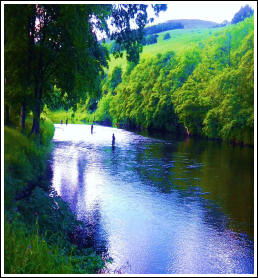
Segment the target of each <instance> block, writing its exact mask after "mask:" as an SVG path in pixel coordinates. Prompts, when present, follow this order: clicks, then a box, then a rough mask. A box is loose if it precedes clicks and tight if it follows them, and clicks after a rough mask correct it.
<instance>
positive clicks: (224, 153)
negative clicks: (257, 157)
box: [50, 124, 254, 274]
mask: <svg viewBox="0 0 258 278" xmlns="http://www.w3.org/2000/svg"><path fill="white" fill-rule="evenodd" d="M113 133H114V134H115V137H116V140H115V142H116V143H115V147H114V148H112V145H111V143H112V134H113ZM144 135H145V136H143V135H141V134H136V133H133V132H130V131H126V130H122V129H115V128H111V127H103V126H94V130H93V134H91V130H90V125H67V126H65V125H59V124H56V125H55V135H54V138H53V143H54V149H53V153H52V158H51V163H50V164H51V165H52V170H53V178H52V185H53V187H54V188H55V190H56V191H57V193H58V194H59V195H60V196H62V198H63V199H64V200H65V201H67V202H68V203H69V204H70V207H71V209H72V210H73V211H74V213H75V214H76V215H77V217H78V219H80V220H82V221H84V222H85V223H86V224H87V227H88V234H89V235H90V237H91V239H92V241H93V243H94V247H95V248H96V249H97V250H98V251H99V252H105V253H107V254H108V255H109V256H111V257H112V258H113V263H112V264H110V265H109V266H108V270H107V271H108V272H109V273H117V272H119V273H131V274H168V273H171V274H175V273H176V274H199V273H202V274H230V273H235V274H248V273H253V272H254V222H253V221H254V150H253V148H249V147H244V148H241V147H239V146H235V147H232V146H231V145H228V144H224V143H217V142H214V141H206V140H196V139H191V138H186V139H183V140H178V139H173V138H172V137H171V138H169V137H166V138H164V137H163V138H161V137H160V136H154V135H152V136H151V137H148V136H147V135H146V134H144Z"/></svg>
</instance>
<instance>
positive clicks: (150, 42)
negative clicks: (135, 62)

* * * * * * *

Work order: Look over the listing above. Pick out and copy every line that includes "negative".

Answer box:
negative clicks: (257, 157)
negative clicks: (135, 62)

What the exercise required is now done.